» WHAT IS REQUIRED: Set down exactly the lines below, starting at the one that contains "Pick out the white" and ending at the one that contains "Pick out the blue and", with both of those lines included and nothing else.

» INFORMATION SUPPLIED:
________________________
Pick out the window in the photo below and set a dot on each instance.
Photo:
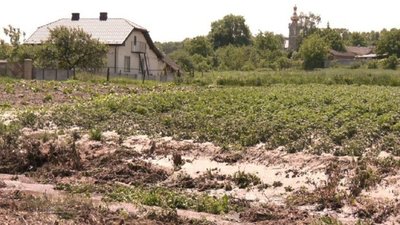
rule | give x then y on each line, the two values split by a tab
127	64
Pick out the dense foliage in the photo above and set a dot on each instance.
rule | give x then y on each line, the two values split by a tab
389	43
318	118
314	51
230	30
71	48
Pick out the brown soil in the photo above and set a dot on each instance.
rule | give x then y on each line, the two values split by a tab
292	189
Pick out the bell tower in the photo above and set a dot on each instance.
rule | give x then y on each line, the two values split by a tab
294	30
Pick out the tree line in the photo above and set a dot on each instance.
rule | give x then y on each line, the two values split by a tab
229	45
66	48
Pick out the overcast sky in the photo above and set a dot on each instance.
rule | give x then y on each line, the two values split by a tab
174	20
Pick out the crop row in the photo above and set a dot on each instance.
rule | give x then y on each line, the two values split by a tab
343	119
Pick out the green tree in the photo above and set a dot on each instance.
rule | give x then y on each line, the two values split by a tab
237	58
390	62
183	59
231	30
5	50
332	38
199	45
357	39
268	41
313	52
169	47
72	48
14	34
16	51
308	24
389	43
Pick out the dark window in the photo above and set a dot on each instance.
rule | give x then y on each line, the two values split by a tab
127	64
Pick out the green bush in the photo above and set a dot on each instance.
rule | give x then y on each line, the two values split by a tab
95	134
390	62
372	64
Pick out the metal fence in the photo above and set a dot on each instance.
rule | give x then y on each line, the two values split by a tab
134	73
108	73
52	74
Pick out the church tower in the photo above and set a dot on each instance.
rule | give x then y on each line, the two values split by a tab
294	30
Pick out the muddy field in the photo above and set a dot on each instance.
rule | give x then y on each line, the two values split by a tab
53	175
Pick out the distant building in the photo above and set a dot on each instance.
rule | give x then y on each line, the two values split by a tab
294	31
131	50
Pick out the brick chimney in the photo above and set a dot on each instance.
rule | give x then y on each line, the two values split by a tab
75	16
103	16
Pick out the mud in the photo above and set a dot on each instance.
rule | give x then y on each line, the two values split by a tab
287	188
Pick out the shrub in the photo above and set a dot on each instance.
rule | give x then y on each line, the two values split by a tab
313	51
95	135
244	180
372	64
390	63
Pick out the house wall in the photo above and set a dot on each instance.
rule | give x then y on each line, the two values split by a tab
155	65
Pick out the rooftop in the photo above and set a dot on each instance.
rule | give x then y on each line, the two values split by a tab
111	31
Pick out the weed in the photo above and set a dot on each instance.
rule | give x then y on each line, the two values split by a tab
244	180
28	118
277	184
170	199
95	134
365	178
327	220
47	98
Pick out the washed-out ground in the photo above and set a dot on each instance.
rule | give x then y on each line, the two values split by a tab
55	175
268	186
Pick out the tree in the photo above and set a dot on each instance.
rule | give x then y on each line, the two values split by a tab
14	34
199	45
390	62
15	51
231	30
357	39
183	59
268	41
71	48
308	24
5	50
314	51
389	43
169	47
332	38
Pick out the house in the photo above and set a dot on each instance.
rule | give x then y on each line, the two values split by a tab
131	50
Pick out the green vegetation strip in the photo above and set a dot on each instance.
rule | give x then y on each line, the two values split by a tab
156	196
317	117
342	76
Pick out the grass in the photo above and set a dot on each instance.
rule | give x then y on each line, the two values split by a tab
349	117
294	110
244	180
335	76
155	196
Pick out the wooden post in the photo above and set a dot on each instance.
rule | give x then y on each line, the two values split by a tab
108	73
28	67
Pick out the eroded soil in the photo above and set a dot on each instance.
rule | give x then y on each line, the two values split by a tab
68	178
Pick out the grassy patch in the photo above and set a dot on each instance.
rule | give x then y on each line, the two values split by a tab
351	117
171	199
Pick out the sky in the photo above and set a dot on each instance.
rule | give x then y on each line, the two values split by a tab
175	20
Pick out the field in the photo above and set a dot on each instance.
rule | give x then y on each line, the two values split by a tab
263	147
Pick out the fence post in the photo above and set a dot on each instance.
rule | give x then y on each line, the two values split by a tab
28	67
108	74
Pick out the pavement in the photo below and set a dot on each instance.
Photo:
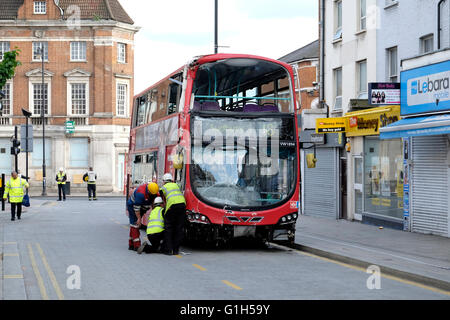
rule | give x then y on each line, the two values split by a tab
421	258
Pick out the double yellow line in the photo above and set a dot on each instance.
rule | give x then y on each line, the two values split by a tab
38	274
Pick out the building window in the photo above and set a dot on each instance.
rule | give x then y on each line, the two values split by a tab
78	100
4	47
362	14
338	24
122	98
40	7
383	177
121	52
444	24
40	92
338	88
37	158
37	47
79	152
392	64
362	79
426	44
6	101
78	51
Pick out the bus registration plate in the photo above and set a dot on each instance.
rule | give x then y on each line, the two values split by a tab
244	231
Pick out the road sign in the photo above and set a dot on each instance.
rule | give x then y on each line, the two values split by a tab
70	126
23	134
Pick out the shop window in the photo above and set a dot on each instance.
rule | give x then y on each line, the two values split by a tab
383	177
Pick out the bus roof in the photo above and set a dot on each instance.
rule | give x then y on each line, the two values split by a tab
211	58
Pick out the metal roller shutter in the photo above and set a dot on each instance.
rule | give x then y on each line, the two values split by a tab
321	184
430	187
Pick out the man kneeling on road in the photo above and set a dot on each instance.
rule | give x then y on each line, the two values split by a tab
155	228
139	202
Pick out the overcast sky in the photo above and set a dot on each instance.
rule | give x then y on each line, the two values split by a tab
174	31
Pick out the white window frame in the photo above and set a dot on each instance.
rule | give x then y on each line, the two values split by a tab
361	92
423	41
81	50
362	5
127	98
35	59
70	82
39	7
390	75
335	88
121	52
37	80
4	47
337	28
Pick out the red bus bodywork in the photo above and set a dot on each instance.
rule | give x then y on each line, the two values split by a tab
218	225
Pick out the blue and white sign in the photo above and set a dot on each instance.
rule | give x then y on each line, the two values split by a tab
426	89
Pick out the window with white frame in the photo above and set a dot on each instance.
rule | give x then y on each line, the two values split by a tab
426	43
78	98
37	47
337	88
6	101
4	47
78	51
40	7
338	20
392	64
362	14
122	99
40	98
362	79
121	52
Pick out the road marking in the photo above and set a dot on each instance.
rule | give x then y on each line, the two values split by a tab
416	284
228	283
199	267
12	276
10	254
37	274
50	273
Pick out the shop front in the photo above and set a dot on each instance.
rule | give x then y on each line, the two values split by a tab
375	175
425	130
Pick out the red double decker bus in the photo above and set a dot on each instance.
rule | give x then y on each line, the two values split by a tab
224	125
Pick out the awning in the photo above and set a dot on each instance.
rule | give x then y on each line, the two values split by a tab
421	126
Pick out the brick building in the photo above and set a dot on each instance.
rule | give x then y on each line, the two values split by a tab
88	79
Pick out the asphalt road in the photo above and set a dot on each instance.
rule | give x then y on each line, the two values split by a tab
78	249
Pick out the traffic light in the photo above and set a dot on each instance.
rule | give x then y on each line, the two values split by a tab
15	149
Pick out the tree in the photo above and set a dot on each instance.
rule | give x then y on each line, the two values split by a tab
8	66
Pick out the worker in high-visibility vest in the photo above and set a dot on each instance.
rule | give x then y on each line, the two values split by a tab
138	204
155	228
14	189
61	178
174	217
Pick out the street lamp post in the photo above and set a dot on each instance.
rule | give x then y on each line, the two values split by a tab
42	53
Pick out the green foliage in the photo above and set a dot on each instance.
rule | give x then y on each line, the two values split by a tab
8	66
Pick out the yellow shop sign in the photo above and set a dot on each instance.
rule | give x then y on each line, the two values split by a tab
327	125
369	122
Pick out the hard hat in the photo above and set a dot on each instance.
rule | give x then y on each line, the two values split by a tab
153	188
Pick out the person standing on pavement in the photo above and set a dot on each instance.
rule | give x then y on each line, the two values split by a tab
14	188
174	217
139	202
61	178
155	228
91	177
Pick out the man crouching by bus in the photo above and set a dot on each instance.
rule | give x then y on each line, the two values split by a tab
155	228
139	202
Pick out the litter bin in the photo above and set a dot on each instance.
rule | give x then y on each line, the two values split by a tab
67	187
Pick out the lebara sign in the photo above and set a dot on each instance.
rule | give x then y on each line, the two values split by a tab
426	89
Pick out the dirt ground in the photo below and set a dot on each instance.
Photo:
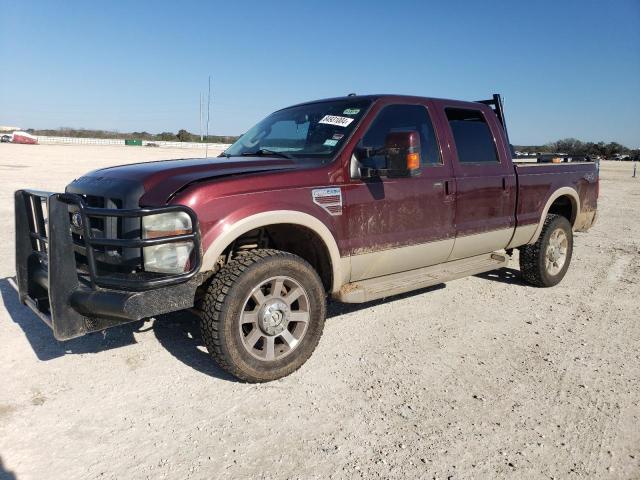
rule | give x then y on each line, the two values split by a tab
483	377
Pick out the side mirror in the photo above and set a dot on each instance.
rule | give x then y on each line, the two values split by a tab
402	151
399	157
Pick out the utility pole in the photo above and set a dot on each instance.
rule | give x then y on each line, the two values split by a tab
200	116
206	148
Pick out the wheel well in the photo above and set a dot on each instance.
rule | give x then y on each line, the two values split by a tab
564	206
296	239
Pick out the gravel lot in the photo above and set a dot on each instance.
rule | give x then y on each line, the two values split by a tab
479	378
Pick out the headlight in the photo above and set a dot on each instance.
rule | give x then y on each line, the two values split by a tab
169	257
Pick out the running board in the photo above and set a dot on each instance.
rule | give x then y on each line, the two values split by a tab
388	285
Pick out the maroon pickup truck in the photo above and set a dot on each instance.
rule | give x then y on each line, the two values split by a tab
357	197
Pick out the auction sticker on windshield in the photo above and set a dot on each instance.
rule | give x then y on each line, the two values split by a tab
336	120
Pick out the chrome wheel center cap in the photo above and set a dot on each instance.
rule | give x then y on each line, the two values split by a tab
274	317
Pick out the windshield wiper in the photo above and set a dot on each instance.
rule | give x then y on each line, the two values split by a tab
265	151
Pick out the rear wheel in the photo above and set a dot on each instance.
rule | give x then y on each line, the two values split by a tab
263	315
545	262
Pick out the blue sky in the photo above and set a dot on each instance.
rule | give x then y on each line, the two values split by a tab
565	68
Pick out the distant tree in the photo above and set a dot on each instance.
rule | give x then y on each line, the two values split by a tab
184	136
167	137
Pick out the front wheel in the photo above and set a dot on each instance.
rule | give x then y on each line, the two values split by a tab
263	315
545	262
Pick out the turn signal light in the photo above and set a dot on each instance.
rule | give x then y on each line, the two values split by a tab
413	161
________________________
» SOLUTION:
Pick out the white window frame in the photo above and set a dot on each instance.
rule | give x then y on each line, the two values split by a tab
361	92
423	41
81	50
362	5
127	98
35	59
70	82
39	7
390	75
335	88
121	52
37	80
4	47
337	28
Pick out the red bus bodywork in the photo above and set a dot on each instance.
rule | give x then y on each line, the two values split by a tab
218	225
Pick out the blue and white sign in the photo above and set a dot on each instance.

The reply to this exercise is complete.